YOUR ASSIGNMENT>
Take the data that follows and return it exactly.

AVAILABLE DATA Block Start

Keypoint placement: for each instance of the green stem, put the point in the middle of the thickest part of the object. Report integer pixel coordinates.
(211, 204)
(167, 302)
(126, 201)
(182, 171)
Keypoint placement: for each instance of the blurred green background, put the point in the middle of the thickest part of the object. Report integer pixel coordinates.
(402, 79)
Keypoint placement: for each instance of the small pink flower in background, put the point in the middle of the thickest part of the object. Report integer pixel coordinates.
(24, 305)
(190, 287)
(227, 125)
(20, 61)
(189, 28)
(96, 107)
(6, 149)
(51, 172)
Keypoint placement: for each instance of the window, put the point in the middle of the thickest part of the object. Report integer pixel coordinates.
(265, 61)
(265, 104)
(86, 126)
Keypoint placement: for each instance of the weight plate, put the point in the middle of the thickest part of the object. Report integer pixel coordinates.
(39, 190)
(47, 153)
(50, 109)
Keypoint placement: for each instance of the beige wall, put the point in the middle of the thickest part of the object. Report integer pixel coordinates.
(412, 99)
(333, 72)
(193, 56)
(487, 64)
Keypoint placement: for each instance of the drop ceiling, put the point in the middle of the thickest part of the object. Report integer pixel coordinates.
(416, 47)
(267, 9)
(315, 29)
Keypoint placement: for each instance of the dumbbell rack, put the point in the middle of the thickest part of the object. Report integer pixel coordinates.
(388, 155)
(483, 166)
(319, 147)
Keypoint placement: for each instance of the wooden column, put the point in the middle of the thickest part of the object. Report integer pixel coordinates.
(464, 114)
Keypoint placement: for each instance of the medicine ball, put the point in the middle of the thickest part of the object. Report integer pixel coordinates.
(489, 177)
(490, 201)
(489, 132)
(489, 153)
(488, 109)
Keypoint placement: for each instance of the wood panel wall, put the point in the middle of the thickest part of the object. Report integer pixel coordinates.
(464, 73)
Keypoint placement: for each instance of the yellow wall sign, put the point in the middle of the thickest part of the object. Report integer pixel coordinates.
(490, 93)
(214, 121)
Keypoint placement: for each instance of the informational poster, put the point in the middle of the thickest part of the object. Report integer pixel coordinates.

AVAILABLE DATA Block End

ANSWER BOX>
Keypoint placement: for each instance of the green stem, put the point in the middle of the thickest part of the object. Report integer pixel coordinates.
(211, 204)
(167, 302)
(126, 201)
(182, 171)
Keypoint placement: for each instance of the blurred green background, put the point in the middle of the thickest part of the object. Report integer pixel coordinates.
(402, 79)
Keypoint placement: for each instance of the small pink flower in background, put the point in the middle of the thickest part of the object. Report integer pixel coordinates.
(24, 305)
(190, 287)
(227, 125)
(20, 61)
(189, 28)
(96, 107)
(6, 149)
(51, 172)
Keypoint placement: for each instance of the window, put the point in the middle of the thickest part of the object. Report integer pixel coordinates.
(265, 61)
(265, 104)
(86, 126)
Keypoint placement: for each instance of the weight plate, put the point in the middle of the thickest part of the object. Report integer pixel coordinates.
(39, 190)
(47, 153)
(50, 109)
Keypoint placement: for each instance of the beige wall, put the point in the middle of the thickest part of the object. Report integer pixel coordinates.
(412, 99)
(333, 72)
(193, 56)
(487, 64)
Keypoint placement: for each instance of the drop ceiling, put the point in the middle of the thickest part of the object. Report integer pixel coordinates.
(416, 47)
(267, 9)
(315, 29)
Keypoint placement: for each instance of the dumbbell rack, put the point in the middle of the thickest part of the object. Report integer pixel coordinates.
(388, 155)
(483, 166)
(319, 147)
Keypoint placement: for each instance of the wooden column, put the point in the middle of the thickest part of the object. Report integer pixel coordinates.
(464, 114)
Keypoint placement: for each instance of the medicine ball, put the point in the middle of the thickest part of the object. Report integer pixel coordinates.
(489, 177)
(490, 201)
(489, 132)
(489, 153)
(488, 109)
Keypoint placement: for each instance of the wood panel wall, put the point in the middle of the thickest part of the object. Report integer pixel coordinates.
(464, 73)
Keypoint placement: for each instance of the yellow wall sign, put the point in the middle of the thickest part of the object. Report integer pixel coordinates.
(490, 93)
(214, 121)
Keypoint placement: for each instance of the informational poster, put the point in the middle of the thickest part of the object. Report integer pixel coordinates.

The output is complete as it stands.